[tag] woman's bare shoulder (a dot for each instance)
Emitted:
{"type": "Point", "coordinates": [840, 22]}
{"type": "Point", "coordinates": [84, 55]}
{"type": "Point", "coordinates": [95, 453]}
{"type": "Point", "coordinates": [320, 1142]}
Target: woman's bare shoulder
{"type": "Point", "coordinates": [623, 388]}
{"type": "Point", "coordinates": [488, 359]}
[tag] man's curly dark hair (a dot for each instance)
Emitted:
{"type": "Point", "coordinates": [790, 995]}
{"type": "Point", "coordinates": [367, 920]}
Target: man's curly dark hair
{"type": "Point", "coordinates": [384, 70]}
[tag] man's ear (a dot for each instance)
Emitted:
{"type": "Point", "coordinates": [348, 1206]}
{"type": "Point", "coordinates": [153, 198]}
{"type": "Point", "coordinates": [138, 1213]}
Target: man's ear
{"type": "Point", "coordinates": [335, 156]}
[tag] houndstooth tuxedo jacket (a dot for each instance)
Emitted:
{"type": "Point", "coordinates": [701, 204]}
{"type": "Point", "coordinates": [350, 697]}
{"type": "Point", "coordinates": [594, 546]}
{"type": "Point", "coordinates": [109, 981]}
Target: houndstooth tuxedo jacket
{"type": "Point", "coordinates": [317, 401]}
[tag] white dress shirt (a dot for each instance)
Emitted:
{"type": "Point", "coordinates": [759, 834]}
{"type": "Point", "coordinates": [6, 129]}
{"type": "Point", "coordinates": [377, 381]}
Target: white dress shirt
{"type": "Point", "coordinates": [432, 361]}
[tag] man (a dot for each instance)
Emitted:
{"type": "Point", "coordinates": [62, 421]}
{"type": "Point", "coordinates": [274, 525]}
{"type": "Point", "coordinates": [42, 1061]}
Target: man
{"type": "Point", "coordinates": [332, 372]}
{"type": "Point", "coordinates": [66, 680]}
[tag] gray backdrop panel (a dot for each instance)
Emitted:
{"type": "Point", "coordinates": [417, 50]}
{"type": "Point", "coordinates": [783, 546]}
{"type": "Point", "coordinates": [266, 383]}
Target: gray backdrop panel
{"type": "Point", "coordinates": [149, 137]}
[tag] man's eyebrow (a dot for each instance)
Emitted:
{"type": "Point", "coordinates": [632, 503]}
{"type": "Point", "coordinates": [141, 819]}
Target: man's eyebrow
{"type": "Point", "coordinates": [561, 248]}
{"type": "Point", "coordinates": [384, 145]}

=== Your objective ===
Express every line of the material above, from the line containing "[tag] man's ear (a dot for each instance)" through the end, as a JSON list of strings. Use one string per line and leave out blank lines.

=== Solution below ===
[
  "[tag] man's ear (a dot for each instance)",
  "Emitted:",
  "{\"type\": \"Point\", \"coordinates\": [348, 1206]}",
  "{\"type\": \"Point\", \"coordinates\": [153, 198]}",
  "{\"type\": \"Point\", \"coordinates\": [138, 1213]}",
  "Target: man's ear",
  "{\"type\": \"Point\", \"coordinates\": [335, 156]}",
  "[tag] houndstooth tuxedo jacket (a dot for each instance)",
  "Emitted:",
  "{\"type\": \"Point\", \"coordinates\": [701, 204]}",
  "{\"type\": \"Point\", \"coordinates\": [350, 697]}",
  "{\"type\": \"Point\", \"coordinates\": [594, 546]}",
  "{\"type\": \"Point\", \"coordinates\": [109, 981]}",
  "Target: houndstooth tuxedo jacket",
  "{\"type\": \"Point\", \"coordinates\": [317, 401]}",
  "[tag] white dress shirt (a dot for each instance)",
  "Emitted:",
  "{\"type\": \"Point\", \"coordinates\": [759, 834]}",
  "{\"type\": \"Point\", \"coordinates\": [6, 129]}",
  "{\"type\": \"Point\", \"coordinates\": [377, 381]}",
  "Target: white dress shirt",
  "{\"type\": \"Point\", \"coordinates\": [432, 361]}",
  "[tag] man (a dot for each instance)",
  "Emitted:",
  "{\"type\": \"Point\", \"coordinates\": [62, 421]}",
  "{\"type\": \"Point\", \"coordinates\": [274, 525]}",
  "{\"type\": \"Point\", \"coordinates\": [42, 1061]}",
  "Target: man",
  "{\"type\": \"Point\", \"coordinates\": [332, 372]}",
  "{\"type\": \"Point\", \"coordinates\": [66, 680]}",
  "[tag] gray backdrop panel (a dot for each instance)",
  "Emitted:",
  "{\"type\": \"Point\", \"coordinates\": [417, 50]}",
  "{\"type\": \"Point\", \"coordinates\": [783, 546]}",
  "{\"type\": \"Point\", \"coordinates\": [266, 383]}",
  "Target: gray backdrop panel",
  "{\"type\": \"Point\", \"coordinates\": [149, 137]}",
  "[tag] man's eyebrow (a dot for each instance)",
  "Emitted:",
  "{\"type\": \"Point\", \"coordinates\": [632, 503]}",
  "{\"type\": \"Point\", \"coordinates\": [141, 819]}",
  "Target: man's eyebrow",
  "{\"type\": \"Point\", \"coordinates\": [561, 248]}",
  "{\"type\": \"Point\", \"coordinates\": [384, 145]}"
]